Stated problem: Reproduce every one of the records below word for word, changing nothing.
--- BEGIN Record list ---
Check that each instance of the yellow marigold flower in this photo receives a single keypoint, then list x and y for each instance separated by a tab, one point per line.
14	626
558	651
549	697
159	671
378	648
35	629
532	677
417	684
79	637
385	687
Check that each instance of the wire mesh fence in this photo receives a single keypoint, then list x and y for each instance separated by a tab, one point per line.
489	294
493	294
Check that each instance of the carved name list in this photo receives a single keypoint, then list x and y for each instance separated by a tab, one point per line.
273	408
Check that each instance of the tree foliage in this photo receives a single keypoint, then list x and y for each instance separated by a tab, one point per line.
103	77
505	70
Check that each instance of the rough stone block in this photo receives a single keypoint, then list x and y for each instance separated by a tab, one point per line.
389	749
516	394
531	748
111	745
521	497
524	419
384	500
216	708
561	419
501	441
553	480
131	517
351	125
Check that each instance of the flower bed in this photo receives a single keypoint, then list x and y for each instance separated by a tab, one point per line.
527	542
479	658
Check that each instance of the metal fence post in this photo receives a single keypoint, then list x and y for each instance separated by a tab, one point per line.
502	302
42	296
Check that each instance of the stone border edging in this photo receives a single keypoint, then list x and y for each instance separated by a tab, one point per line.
--- END Record list ---
Output for this task:
Check that each instance of the yellow marigold flower in this photo receives a single keypoint, then list x and y for each instance separated by a tab, one point per line.
14	626
558	651
549	697
159	671
378	648
35	629
532	677
417	684
79	637
385	687
Check that each instance of the wire mesh fence in this photo receives a single keypoint, then list x and y for each instance separated by a tab, one point per line.
489	294
493	294
Check that each instance of the carved name list in this photo receives a single keypoint, then list x and y for each instance separated by a tab, one point per line.
273	408
Check that each instance of the tree foliage in this photo receives a single keypoint, then list x and y for each instance separated by a tab, one point per line.
103	77
505	70
Check that each instance of the rough stone block in this photo receives a single keypoint, then list x and y for each instance separated by a tab, one point per line.
389	749
516	394
531	748
111	745
521	497
524	419
384	500
216	708
561	419
501	441
553	480
131	517
351	125
Check that each instance of the flower bed in this photo receives a single keypoint, then list x and y for each instance separated by a tab, one point per line.
527	542
479	658
Check that each instance of the metal fence post in this photo receives a single keypoint, then list x and y for each instance separated by a tab, one point per line.
502	302
42	296
Check that each instance of the stone border edging in this photo receives a single keypoint, then list x and y for each instance separated by a tab, one point per line.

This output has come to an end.